══ Recorded data
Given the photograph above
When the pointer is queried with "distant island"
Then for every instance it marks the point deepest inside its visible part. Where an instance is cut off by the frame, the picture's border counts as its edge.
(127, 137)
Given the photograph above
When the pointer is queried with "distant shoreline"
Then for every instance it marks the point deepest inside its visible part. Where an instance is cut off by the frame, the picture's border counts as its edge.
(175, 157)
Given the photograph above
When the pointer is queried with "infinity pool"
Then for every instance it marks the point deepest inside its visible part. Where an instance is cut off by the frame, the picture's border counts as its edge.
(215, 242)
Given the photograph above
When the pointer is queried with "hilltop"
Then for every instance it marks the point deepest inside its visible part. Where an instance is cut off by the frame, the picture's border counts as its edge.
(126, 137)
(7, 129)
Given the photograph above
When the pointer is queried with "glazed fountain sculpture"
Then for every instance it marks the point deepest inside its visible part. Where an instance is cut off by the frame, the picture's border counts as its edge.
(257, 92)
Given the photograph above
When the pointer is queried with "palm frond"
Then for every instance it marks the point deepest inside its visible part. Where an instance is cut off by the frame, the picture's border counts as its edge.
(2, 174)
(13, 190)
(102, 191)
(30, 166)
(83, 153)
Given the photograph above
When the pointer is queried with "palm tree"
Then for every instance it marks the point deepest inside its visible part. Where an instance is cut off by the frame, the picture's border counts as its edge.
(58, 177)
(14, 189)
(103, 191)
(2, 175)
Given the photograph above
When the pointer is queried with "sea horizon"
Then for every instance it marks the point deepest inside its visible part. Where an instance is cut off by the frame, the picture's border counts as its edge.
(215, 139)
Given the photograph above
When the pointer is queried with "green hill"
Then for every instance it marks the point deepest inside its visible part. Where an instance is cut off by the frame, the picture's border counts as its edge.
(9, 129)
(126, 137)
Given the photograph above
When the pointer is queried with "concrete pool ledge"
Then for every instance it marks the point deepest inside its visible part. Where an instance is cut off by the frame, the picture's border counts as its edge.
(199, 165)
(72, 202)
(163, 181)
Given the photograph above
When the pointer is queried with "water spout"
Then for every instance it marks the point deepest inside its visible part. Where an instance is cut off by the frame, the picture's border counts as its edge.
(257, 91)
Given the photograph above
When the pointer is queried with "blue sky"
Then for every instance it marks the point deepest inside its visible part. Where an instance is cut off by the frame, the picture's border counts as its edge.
════
**Task objective:**
Find every line in the records above that contains the word "with", and copy each one.

**Full output:**
When the pointer is queried with "distant island"
When the pointer is queried with "distant shoreline"
When the pointer is queried with "infinity pool"
When the pointer is queried with "hilltop"
When the pointer is queried with "glazed fountain sculpture"
When the pointer is queried with "palm frond"
When the pointer is queried with "palm tree"
When the pointer is queried with "sea horizon"
When the pointer is queried with "green hill"
When the pointer is queried with "concrete pool ledge"
When the pointer is queried with "water spout"
When the pointer is queried with "blue sky"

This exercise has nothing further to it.